++++ Records supplied ++++
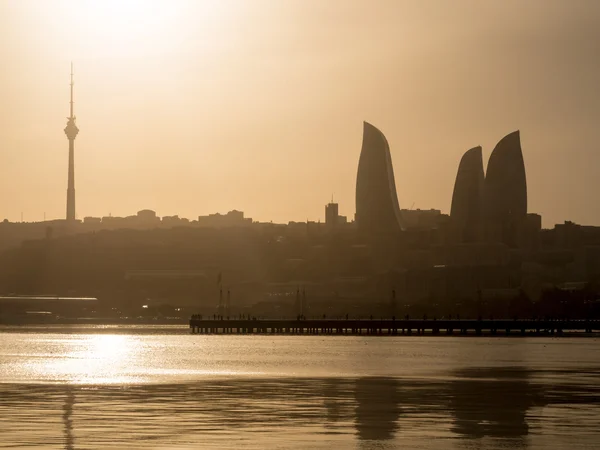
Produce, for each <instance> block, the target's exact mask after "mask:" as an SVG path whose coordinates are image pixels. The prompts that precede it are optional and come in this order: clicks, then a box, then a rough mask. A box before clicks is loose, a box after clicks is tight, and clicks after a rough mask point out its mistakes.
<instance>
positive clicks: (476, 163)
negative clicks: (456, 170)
mask: <svg viewBox="0 0 600 450" xmlns="http://www.w3.org/2000/svg"><path fill="white" fill-rule="evenodd" d="M484 179H485V177H484V174H483V156H482V151H481V147H474V148H472V149H470V150H469V151H467V152H466V153H465V154H464V155H463V157H462V159H461V160H460V164H459V166H458V173H457V175H456V182H455V183H454V193H453V195H452V207H451V210H450V219H451V221H452V226H453V228H454V230H455V231H456V233H457V237H458V240H459V241H460V242H476V241H478V240H480V238H481V232H482V215H483V189H484Z"/></svg>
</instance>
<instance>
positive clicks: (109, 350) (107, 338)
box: [45, 334, 141, 384]
mask: <svg viewBox="0 0 600 450" xmlns="http://www.w3.org/2000/svg"><path fill="white" fill-rule="evenodd" d="M137 344H138V343H137V342H136V338H135V337H133V336H124V335H116V334H114V335H111V334H109V335H84V336H77V337H74V338H73V339H69V340H67V341H66V342H65V341H63V345H64V346H65V347H66V348H64V352H61V353H62V354H59V355H57V356H58V357H57V358H53V360H51V361H48V362H47V364H46V367H45V369H46V371H47V374H48V375H51V376H52V375H54V376H58V377H59V378H61V379H62V380H63V381H66V382H70V383H75V384H115V383H131V382H139V381H141V380H140V377H139V376H136V374H133V373H131V372H132V371H131V368H132V367H133V366H134V364H135V361H134V360H135V357H136V352H137V347H138V345H137Z"/></svg>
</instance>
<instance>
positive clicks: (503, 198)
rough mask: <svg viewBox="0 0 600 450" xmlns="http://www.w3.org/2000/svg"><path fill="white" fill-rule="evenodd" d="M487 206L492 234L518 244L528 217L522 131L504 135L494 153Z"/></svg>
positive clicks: (486, 224) (492, 159) (488, 177)
mask: <svg viewBox="0 0 600 450" xmlns="http://www.w3.org/2000/svg"><path fill="white" fill-rule="evenodd" d="M484 205H485V206H484V213H485V221H486V226H487V228H488V235H490V234H491V235H492V236H496V237H497V238H498V239H499V240H501V241H503V242H505V243H507V244H515V243H516V233H517V232H518V228H519V226H520V225H521V224H522V223H523V222H524V221H525V220H526V218H527V179H526V176H525V162H524V161H523V152H522V150H521V137H520V134H519V131H518V130H517V131H515V132H513V133H510V134H509V135H507V136H505V137H504V138H502V140H501V141H500V142H498V144H497V145H496V148H494V151H493V152H492V155H491V156H490V160H489V161H488V168H487V173H486V176H485V189H484ZM498 239H496V240H498Z"/></svg>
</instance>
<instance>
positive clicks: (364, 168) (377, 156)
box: [356, 122, 404, 234]
mask: <svg viewBox="0 0 600 450" xmlns="http://www.w3.org/2000/svg"><path fill="white" fill-rule="evenodd" d="M356 223H357V225H358V229H359V230H360V231H361V232H363V233H366V234H380V233H386V234H387V233H396V232H398V231H400V230H402V229H403V228H404V224H403V221H402V215H401V213H400V207H399V205H398V195H397V193H396V182H395V179H394V169H393V167H392V157H391V154H390V147H389V145H388V142H387V140H386V138H385V136H384V135H383V133H382V132H381V131H379V130H378V129H377V128H375V127H374V126H373V125H371V124H369V123H367V122H364V129H363V142H362V149H361V153H360V160H359V163H358V174H357V178H356Z"/></svg>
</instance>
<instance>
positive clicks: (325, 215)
mask: <svg viewBox="0 0 600 450" xmlns="http://www.w3.org/2000/svg"><path fill="white" fill-rule="evenodd" d="M347 222H348V220H347V218H346V216H340V214H339V205H338V204H337V203H334V202H333V201H332V202H331V203H327V204H326V205H325V225H326V226H327V227H328V228H330V229H331V228H335V227H336V226H338V225H343V224H345V223H347Z"/></svg>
++++
If a line in the entries above contains the word "rough", copy it.

__Reply to the task__:
Produce, for each <instance> block, the target's exact mask after "mask:" as an SVG path whose coordinates are image pixels. The prompts that precede it are optional and come in this order: clicks, then a box, then a rough mask. A box before clicks is loose, a box after clicks is tight, and clicks after a rough mask point out its mistakes.
rough mask: <svg viewBox="0 0 600 450" xmlns="http://www.w3.org/2000/svg"><path fill="white" fill-rule="evenodd" d="M487 206L492 234L518 244L528 217L522 131L504 135L494 153Z"/></svg>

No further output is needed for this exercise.